(Objetivo planteado 1) Transcribe tal cual los registros desde la línea que contiene "Task: identify the overcast" hasta el final de los registros, ambos extremos incluidos.

(Pasaje)
..............................
Toda revolución contempla al comienzo la formación de consejos locales como única alternativa al poder de las instituciones previas, y como segura expresión de la voluntad popular. Lo que distingue a la revolución norteamericana, fundamentalmente, es que esas asociaciones existían ya en buena parte, y que ninguna facción del Gobierno pretendió convertirlas en mera apariencia de poder político, fortaleciendo en vez de borrar la majestad del Timonel, el Conductor, el Caudillo, el Comandante o el Padrecito de turno, basada sobre la soberanía "nacional" de un pueblo suplantado y manipulado por su bien. Los amplios planes de cultura popular emprendidos por esas revoluciones coinciden siempre -qué casualidad- con una implacable censura de publicaciones y espectáculos. Con su pan se lo coman.

Para nosotros, que estrenamos Constitución, el asunto es recordar que toda gran república se apoya sobre pequeñas repúblicas, descentralizando y delegando el poder hasta hacer partícipes de él a todos en la esfera de sus posibilidades. La meta es que los ciudadanos, sin teurgias ni demagogias, se organicen en cuanto les concierne de modo directo, aligerando al Gobierno general de asuntos que no le incumben. Esto parece, de paso, el único modo de asegurar aquel interés de cada cual por sus derechos capaz de mantener vivo el fermento de exigencia y rebeldía imprescindible para que la cosa pública no caiga pronto o tarde en corrupto marasmo.
..............................
(Entradas de señalamiento de objetos etiquetados)
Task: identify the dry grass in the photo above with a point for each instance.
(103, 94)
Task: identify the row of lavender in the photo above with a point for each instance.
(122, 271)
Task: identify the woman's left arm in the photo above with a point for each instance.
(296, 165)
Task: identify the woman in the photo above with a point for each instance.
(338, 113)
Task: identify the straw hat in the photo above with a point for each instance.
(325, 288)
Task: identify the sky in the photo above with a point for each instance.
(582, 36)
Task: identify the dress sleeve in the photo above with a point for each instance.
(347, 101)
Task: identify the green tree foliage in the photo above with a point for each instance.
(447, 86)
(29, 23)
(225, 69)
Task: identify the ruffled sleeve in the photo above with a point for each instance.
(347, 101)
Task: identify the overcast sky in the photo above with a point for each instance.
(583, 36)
..............................
(Objetivo planteado 2) Enumera los apelativos de jefe supremo que el pasaje sobre la revolución norteamericana menciona como figuras cuya majestad se fortalece.

(Resultado esperado 1)
Task: identify the overcast sky in the photo above with a point for each instance.
(583, 36)

(Resultado esperado 2) el Timonel, el Conductor, el Caudillo, el Comandante, el Padrecito